--- Record extracts ---

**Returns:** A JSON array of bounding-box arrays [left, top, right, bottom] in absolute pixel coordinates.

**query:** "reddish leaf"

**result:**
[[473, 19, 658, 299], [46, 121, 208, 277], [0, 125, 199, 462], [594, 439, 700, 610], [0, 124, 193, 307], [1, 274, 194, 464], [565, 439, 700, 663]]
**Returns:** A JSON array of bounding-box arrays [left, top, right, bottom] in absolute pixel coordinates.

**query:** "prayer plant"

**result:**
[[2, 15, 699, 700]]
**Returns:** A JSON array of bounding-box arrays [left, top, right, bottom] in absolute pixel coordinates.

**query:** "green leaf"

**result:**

---
--- Record extracts ---

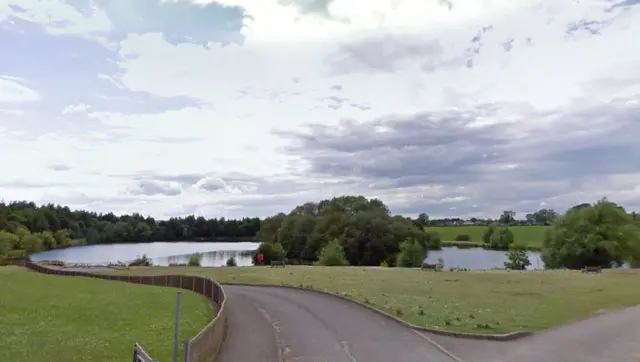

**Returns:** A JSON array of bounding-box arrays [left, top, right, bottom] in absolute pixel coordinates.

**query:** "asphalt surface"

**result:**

---

* What is expected
Using the records above, copy all lines that include the word "leaf".

* Your solution
**query:** "reddish leaf"
**query:** "green leaf"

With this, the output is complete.